====== Exercise inputs

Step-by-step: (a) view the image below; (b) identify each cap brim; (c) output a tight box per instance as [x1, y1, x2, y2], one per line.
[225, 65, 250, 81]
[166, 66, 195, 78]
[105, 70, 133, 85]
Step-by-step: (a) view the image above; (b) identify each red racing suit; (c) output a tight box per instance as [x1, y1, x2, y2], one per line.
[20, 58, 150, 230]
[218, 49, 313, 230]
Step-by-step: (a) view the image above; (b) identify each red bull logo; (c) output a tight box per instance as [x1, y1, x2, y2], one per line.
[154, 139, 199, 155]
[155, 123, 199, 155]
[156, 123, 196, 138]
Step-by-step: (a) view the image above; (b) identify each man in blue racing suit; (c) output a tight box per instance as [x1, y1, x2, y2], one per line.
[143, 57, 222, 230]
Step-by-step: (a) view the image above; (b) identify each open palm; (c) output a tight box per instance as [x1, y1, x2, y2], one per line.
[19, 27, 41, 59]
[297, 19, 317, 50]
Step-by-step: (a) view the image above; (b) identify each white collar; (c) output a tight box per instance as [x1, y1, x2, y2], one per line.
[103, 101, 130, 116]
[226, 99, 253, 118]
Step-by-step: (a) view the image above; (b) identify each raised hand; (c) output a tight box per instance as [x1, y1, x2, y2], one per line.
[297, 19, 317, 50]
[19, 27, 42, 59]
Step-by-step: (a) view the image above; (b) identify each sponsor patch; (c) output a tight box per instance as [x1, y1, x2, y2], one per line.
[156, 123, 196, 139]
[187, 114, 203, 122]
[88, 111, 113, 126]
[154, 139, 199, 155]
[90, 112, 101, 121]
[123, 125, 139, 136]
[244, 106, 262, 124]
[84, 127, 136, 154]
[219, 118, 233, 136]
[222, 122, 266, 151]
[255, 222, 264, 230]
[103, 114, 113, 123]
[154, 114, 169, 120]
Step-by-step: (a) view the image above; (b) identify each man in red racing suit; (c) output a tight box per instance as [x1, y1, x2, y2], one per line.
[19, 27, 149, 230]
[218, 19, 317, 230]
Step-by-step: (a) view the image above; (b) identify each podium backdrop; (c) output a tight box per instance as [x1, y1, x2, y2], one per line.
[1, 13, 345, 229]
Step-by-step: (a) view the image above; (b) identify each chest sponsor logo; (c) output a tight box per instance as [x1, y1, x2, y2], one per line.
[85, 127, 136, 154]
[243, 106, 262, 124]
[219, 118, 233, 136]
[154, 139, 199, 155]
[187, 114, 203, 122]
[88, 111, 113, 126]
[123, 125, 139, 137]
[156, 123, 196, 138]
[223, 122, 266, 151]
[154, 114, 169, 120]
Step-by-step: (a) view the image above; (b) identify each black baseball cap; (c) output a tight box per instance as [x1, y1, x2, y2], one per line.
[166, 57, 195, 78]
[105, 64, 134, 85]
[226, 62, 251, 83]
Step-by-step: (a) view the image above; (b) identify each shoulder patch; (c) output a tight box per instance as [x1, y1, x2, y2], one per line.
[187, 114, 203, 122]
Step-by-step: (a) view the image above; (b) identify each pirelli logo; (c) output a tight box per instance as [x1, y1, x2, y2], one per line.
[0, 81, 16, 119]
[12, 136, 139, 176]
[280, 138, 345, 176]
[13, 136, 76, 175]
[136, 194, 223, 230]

============

Directions: Reproduce the listing in full. Change nothing.

Result of the task:
Step-by-step: (a) view the image below; (b) identify each cap brim; (c) output a tight box per instance as [x1, y1, x2, y2], one per line.
[225, 65, 250, 81]
[166, 66, 195, 78]
[105, 70, 133, 85]
Step-by-step: (a) view the image above; (b) identify each red racing suit; (c) output a tight box per instance as [x1, y1, x2, y2], one per line.
[20, 58, 150, 230]
[218, 49, 313, 230]
Step-by-step: (a) view the image above; (b) identify each red bull logo; (c) output a tight box per instance as [x1, y1, x2, y2], one per line.
[154, 139, 199, 155]
[155, 123, 199, 155]
[156, 123, 196, 138]
Step-by-step: (a) view the image above; (b) identify each man in blue racing suit; (c) output a tight box per instance as [x1, y1, x2, y2], one per line.
[143, 57, 222, 230]
Step-by-step: (a) view the image above; (b) identify each open palm; (c) output a tight box per instance as [x1, y1, x2, y2], one per line.
[19, 27, 41, 59]
[297, 19, 317, 50]
Step-by-step: (a) view the image above; (b) identify each white collar; (c) output a tight box per instance as [x1, y1, x2, y2], one per line.
[103, 101, 130, 116]
[226, 99, 253, 118]
Step-by-step: (a) view the image above; (b) identify each raised hand; (c) output a tight box per instance as [x1, y1, x2, y2], one per line.
[297, 19, 317, 50]
[19, 27, 42, 59]
Step-by-step: (a) view the image above; (b) identify each sponsor patch; (c) output a tight box per instance as [x1, y1, x2, y2], one per line.
[156, 123, 196, 139]
[187, 114, 203, 122]
[88, 111, 113, 126]
[154, 139, 199, 155]
[90, 112, 101, 121]
[123, 125, 139, 136]
[244, 106, 262, 124]
[84, 127, 136, 154]
[219, 118, 233, 136]
[222, 122, 266, 151]
[255, 222, 264, 230]
[103, 114, 113, 123]
[154, 114, 169, 120]
Step-by-step: (a) view the image above; (b) identify each man in red racing suit; (c) output a tight box per instance as [x1, y1, x2, y2], one per line.
[19, 27, 149, 230]
[218, 19, 317, 230]
Step-by-step: (a) view the image above; (b) identify each podium backdrop; (c) output a tight box per instance as [x1, y1, x2, y2], one per line.
[1, 13, 345, 229]
Step-by-step: (a) view the image above; (b) identify each chest sponsor logo; (c) output a tight box per instance as [x1, y1, x2, y2], one per line.
[85, 127, 136, 154]
[243, 106, 262, 124]
[219, 118, 233, 136]
[154, 139, 199, 155]
[187, 114, 203, 122]
[88, 111, 113, 126]
[123, 125, 139, 137]
[156, 123, 196, 138]
[223, 122, 266, 151]
[154, 114, 169, 120]
Step-by-step: (a) view the image above; (b) identify each black baseball cap; (c) output a tight box per instance as [x1, y1, x2, y2], one per line.
[166, 57, 195, 78]
[105, 64, 134, 85]
[226, 62, 251, 83]
Step-by-step: (a) view the image above; (b) identify each shoulder patch; (c) output a tight box per instance as [x1, y1, x2, y2], one per line.
[187, 114, 203, 122]
Step-by-step: (a) view the image above; (b) identify each pirelli logo; (c) output a tight box per instance as [x1, y1, x2, y2], one per line.
[0, 81, 16, 119]
[12, 136, 139, 176]
[280, 138, 345, 176]
[13, 136, 76, 175]
[136, 194, 223, 230]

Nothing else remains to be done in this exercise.